■ Polecenie i wymagania
Powtórz dosłownie fragment tekstu o spotkaniach w pracy, zaczynając od słów „Wiem, że z Waszej” i kończąc po słowach „(3:17 – 6:50)”.

■ Fragment źródłowy
______
Wiem, że z Waszej perspektywy wcale mogą nie być to najprostsze spotkania, bo często wręcz słyszę komentarze, że nie lubicie np. daily, które jest z jednej strony krótkie i łatwe, z drugiej strony ta prosta, sztywna formuła spotkania i tego, jakie oczekiwane są na niej wypowiedzi, daje bardzo mało elastyczności i sprawia, że czasem macie wrażenie, że w kółko mówię to samo, w kółko jakby powtarzam tak naprawdę to samo zdanie i nie wiem, jak mogę powiedzieć to inaczej. Dlatego dzisiaj właśnie dam Wam kilka przykładów i kilka alternatyw, jakiego rodzaju wyrażenia zdania czas gramatyczny możecie wykorzystać podczas daily.

(3:17 – 6:50)

Natomiast gdzieś później przejdziemy do innego typu spotkań, typu sytuacja, w której np. musicie komuś wytłumaczyć, jak coś działa, albo porównać dwa różne rozwiązania i powiedzieć, jakie są konsekwencje, jeśli wybierzemy to rozwiązanie, a jakie będą konsekwencje, jeśli wybierzemy drugie rozwiązanie. Czy sytuacje, w których musicie tak naprawdę kogoś przekonać do jakiegoś rozwiązania, czyli np.

wytłumaczyć, że zróbmy to w ten sposób, bo może teraz zajmie nam to trochę czasu, ale później będzie to dla nas łatwiejsze w utrzymaniu i daje nam to takie i takie korzyści. To są zupełnie innego rodzaju spotkania, do których będziemy się przygotowywać inaczej. Do tego jeszcze dochodzą oczywiście prezentacje i ja wiem, dużo osób mówi mi, ale przecież ja nie przygotowuję prezentacji, prezentacje przygotowują tylko managerowie, bo często Wam się kojarzy prezentacja jako taki tylko i wyłącznie typowy powerpoint, ale tak naprawdę każda, no dobra, może nie każda, większość osób, które pracują w projektach, co jakiś czas prezentuje coś w jakiejś formie.
______
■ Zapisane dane
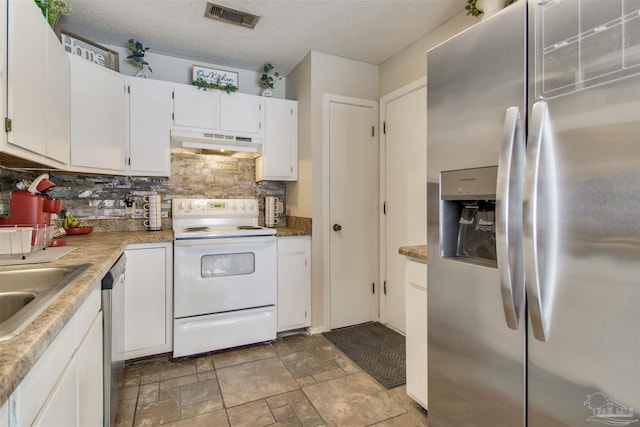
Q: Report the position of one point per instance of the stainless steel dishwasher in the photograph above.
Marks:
(113, 337)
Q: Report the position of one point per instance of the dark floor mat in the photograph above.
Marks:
(380, 351)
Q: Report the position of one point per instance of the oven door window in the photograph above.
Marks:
(228, 264)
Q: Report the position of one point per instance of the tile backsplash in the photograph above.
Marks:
(101, 197)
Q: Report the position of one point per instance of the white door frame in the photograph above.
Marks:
(326, 221)
(398, 93)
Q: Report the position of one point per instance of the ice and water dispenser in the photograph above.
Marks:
(467, 215)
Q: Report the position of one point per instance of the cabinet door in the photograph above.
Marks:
(90, 376)
(148, 299)
(416, 330)
(150, 108)
(62, 407)
(293, 283)
(58, 126)
(279, 159)
(98, 133)
(196, 108)
(26, 76)
(241, 113)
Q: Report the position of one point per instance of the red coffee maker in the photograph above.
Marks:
(32, 206)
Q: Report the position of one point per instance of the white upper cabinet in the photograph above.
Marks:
(58, 123)
(98, 128)
(37, 88)
(27, 76)
(196, 108)
(150, 109)
(279, 161)
(240, 113)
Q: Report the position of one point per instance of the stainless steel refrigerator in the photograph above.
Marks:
(533, 194)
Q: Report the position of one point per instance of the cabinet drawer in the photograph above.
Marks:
(292, 244)
(34, 390)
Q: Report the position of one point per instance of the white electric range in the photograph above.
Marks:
(225, 275)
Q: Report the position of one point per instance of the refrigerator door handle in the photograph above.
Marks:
(540, 219)
(509, 217)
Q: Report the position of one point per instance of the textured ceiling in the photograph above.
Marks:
(365, 30)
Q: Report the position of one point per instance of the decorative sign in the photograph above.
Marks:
(89, 50)
(211, 75)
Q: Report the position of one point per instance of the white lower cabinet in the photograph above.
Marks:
(294, 282)
(148, 308)
(90, 356)
(4, 414)
(64, 388)
(416, 330)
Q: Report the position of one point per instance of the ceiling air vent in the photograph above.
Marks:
(232, 16)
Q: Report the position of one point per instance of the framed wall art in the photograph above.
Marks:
(89, 50)
(212, 75)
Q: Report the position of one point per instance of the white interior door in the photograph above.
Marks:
(353, 212)
(405, 222)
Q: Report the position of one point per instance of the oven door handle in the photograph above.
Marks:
(225, 241)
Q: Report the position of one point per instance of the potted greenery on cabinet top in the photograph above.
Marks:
(52, 9)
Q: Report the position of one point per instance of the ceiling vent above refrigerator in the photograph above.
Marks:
(232, 16)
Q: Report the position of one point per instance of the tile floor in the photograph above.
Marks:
(298, 380)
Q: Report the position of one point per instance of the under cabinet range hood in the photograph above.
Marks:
(218, 142)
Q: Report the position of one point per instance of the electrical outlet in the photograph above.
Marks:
(129, 211)
(129, 206)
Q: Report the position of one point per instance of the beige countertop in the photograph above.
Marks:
(290, 232)
(418, 252)
(20, 353)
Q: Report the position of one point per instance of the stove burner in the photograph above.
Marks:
(196, 229)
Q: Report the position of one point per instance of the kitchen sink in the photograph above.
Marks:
(27, 292)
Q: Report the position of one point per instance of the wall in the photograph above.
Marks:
(91, 197)
(178, 70)
(316, 75)
(410, 64)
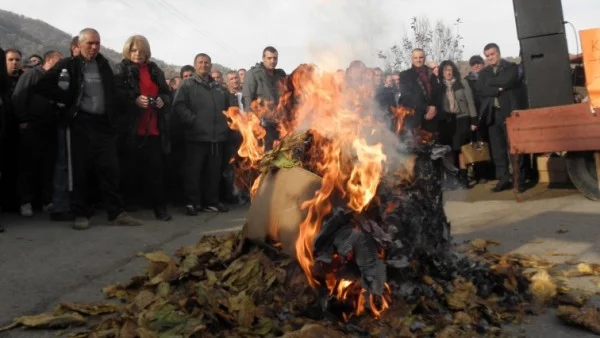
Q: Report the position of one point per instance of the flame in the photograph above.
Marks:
(350, 291)
(345, 151)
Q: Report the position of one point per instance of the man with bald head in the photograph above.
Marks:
(420, 91)
(91, 105)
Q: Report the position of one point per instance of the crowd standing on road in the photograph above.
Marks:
(77, 132)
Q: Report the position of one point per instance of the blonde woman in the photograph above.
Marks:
(460, 116)
(144, 126)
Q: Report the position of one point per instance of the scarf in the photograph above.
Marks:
(424, 76)
(450, 104)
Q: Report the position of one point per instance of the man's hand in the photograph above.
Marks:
(142, 101)
(431, 112)
(159, 103)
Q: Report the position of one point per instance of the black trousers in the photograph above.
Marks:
(227, 169)
(500, 152)
(36, 162)
(94, 150)
(143, 171)
(202, 171)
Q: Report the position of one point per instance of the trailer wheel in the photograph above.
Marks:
(581, 167)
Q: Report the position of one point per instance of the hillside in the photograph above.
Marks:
(35, 37)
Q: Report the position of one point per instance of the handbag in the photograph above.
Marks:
(476, 151)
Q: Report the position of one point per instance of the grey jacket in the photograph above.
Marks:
(258, 84)
(464, 99)
(200, 105)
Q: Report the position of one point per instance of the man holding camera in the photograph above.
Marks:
(85, 86)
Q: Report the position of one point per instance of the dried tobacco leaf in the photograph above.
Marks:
(47, 321)
(165, 317)
(90, 309)
(462, 295)
(574, 298)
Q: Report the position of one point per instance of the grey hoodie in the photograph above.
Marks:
(259, 84)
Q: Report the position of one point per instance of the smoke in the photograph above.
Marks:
(342, 31)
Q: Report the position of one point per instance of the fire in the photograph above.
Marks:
(348, 155)
(346, 290)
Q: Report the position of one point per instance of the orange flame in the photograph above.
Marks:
(347, 290)
(343, 123)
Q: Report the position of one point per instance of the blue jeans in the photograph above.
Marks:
(60, 194)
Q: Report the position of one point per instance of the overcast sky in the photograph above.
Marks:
(328, 32)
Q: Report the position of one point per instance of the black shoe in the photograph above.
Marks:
(501, 186)
(61, 216)
(162, 214)
(190, 210)
(131, 208)
(219, 207)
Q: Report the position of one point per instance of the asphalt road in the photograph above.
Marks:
(44, 263)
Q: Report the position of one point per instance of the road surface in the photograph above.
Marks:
(44, 263)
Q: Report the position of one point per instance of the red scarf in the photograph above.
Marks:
(149, 119)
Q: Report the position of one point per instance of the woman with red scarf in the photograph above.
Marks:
(144, 127)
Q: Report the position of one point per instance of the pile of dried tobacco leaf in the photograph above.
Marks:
(226, 287)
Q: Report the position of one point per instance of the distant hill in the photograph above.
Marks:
(36, 37)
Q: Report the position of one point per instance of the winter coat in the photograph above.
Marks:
(128, 86)
(200, 105)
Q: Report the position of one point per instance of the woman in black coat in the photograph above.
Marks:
(144, 125)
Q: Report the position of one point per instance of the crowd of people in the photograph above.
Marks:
(77, 132)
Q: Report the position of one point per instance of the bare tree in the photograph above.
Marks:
(440, 41)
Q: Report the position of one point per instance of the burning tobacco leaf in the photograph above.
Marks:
(542, 287)
(480, 245)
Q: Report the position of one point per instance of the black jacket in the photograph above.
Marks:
(31, 107)
(489, 83)
(414, 95)
(127, 76)
(48, 87)
(200, 105)
(3, 93)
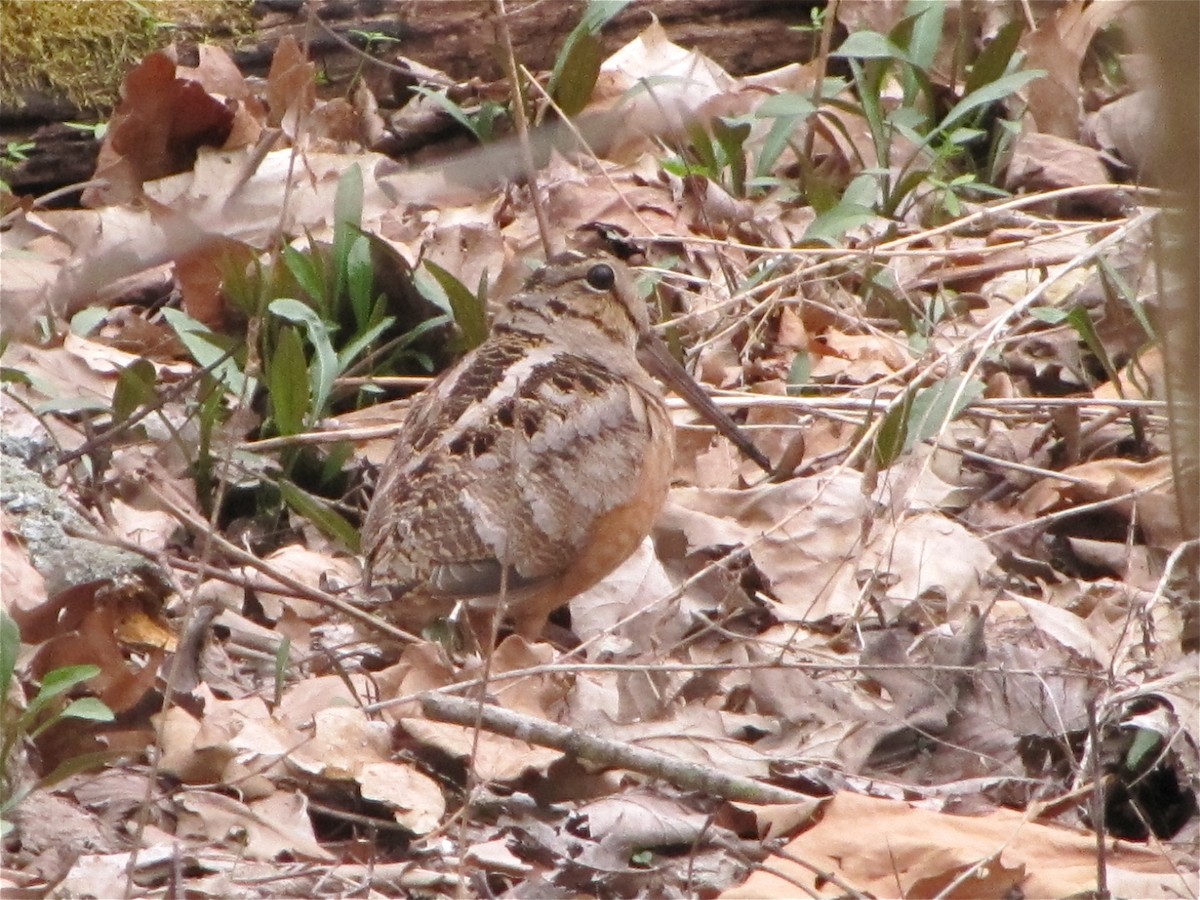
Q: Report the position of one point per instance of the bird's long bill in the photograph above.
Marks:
(659, 363)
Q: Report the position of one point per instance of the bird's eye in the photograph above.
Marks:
(601, 277)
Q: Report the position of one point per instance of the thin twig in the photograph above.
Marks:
(685, 775)
(522, 125)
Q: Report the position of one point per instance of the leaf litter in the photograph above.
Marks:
(936, 629)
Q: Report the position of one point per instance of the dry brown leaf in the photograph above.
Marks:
(263, 829)
(891, 849)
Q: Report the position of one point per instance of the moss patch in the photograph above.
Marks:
(82, 51)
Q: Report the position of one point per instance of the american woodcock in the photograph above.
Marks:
(535, 465)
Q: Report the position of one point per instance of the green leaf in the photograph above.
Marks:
(1050, 315)
(576, 72)
(993, 60)
(456, 112)
(135, 388)
(207, 347)
(324, 364)
(577, 65)
(54, 684)
(303, 267)
(798, 373)
(1081, 322)
(934, 407)
(349, 353)
(347, 220)
(786, 105)
(318, 511)
(10, 646)
(925, 31)
(1146, 744)
(731, 136)
(869, 45)
(287, 381)
(889, 439)
(360, 280)
(988, 95)
(468, 310)
(832, 226)
(89, 708)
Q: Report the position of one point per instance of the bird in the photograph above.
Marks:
(537, 463)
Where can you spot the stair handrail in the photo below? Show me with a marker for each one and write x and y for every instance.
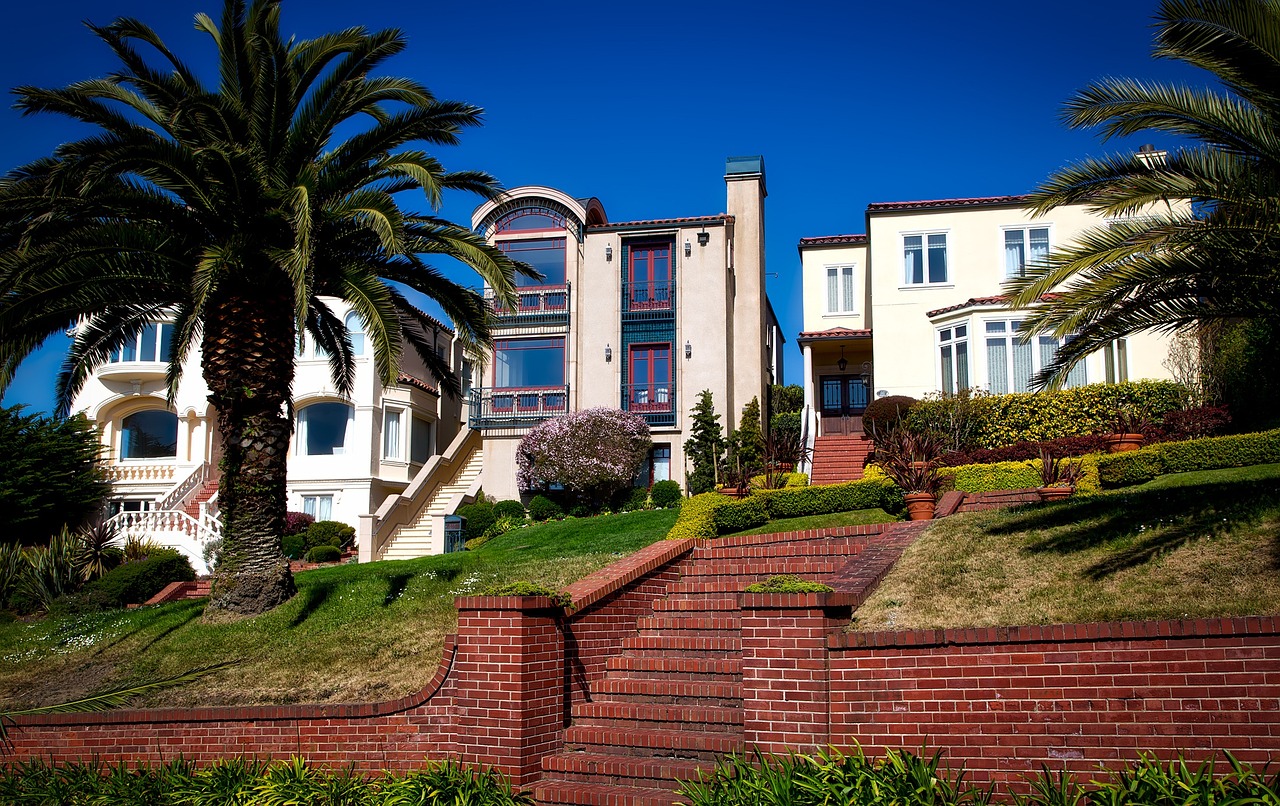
(439, 470)
(179, 493)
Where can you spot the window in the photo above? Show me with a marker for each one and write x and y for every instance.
(840, 289)
(149, 435)
(1115, 356)
(392, 435)
(1023, 246)
(150, 344)
(323, 429)
(924, 259)
(356, 330)
(420, 440)
(650, 378)
(528, 363)
(319, 507)
(1013, 358)
(954, 358)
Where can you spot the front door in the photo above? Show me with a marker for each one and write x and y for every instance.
(844, 398)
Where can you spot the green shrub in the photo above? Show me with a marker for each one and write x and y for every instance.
(508, 509)
(787, 584)
(542, 508)
(1120, 470)
(324, 554)
(329, 534)
(666, 494)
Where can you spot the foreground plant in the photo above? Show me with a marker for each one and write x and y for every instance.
(232, 211)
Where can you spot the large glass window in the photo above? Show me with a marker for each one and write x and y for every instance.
(545, 255)
(323, 429)
(528, 363)
(1023, 246)
(149, 435)
(924, 259)
(150, 344)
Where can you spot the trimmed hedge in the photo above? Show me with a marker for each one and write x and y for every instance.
(1121, 470)
(712, 513)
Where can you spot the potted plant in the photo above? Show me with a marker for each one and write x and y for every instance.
(1059, 476)
(912, 461)
(1127, 430)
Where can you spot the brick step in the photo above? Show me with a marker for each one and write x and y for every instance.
(649, 715)
(662, 690)
(632, 667)
(621, 770)
(672, 743)
(682, 645)
(685, 623)
(552, 792)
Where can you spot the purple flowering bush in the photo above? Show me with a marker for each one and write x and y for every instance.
(592, 453)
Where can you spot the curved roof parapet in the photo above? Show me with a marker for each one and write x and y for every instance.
(577, 211)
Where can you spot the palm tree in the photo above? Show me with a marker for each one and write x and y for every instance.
(232, 211)
(1196, 234)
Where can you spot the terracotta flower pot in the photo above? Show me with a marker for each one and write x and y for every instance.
(1055, 494)
(1120, 443)
(919, 505)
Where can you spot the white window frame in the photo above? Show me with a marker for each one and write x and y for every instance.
(845, 276)
(924, 234)
(1025, 229)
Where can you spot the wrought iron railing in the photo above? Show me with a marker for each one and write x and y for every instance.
(504, 408)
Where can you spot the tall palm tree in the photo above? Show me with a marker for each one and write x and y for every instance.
(232, 211)
(1196, 234)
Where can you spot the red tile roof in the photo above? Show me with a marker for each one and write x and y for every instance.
(835, 333)
(417, 383)
(827, 239)
(984, 201)
(977, 301)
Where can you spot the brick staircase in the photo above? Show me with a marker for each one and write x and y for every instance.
(672, 700)
(840, 458)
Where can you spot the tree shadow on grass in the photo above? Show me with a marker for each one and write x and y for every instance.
(1147, 523)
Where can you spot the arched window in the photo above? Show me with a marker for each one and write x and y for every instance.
(323, 429)
(149, 435)
(356, 328)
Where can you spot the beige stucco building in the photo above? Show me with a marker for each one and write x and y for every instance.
(913, 306)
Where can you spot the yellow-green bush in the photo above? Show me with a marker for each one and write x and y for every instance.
(1120, 470)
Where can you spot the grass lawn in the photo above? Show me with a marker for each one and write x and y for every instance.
(828, 521)
(1183, 545)
(352, 633)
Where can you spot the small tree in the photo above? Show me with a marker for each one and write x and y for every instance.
(51, 476)
(592, 453)
(704, 447)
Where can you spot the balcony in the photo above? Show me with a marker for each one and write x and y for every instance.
(535, 305)
(516, 408)
(644, 301)
(654, 402)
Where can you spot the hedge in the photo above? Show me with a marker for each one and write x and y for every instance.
(712, 513)
(1120, 470)
(1008, 418)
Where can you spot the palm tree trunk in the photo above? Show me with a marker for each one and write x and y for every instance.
(248, 369)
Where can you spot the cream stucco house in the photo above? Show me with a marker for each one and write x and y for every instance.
(913, 306)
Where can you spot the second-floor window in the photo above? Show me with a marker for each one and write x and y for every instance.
(1024, 246)
(924, 259)
(840, 289)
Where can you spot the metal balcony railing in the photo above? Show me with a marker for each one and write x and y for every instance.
(513, 408)
(654, 402)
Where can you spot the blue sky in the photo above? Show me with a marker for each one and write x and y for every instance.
(639, 104)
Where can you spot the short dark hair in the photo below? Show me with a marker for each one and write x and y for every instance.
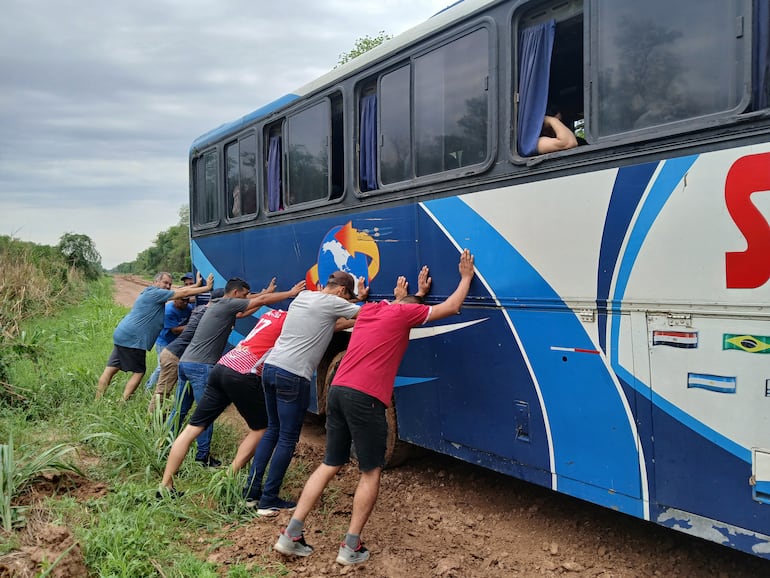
______
■ Wynik poniżej
Wiem, że z Waszej perspektywy wcale mogą nie być to najprostsze spotkania, bo często wręcz słyszę komentarze, że nie lubicie np. daily, które jest z jednej strony krótkie i łatwe, z drugiej strony ta prosta, sztywna formuła spotkania i tego, jakie oczekiwane są na niej wypowiedzi, daje bardzo mało elastyczności i sprawia, że czasem macie wrażenie, że w kółko mówię to samo, w kółko jakby powtarzam tak naprawdę to samo zdanie i nie wiem, jak mogę powiedzieć to inaczej. Dlatego dzisiaj właśnie dam Wam kilka przykładów i kilka alternatyw, jakiego rodzaju wyrażenia zdania czas gramatyczny możecie wykorzystać podczas daily.

(3:17 – 6:50)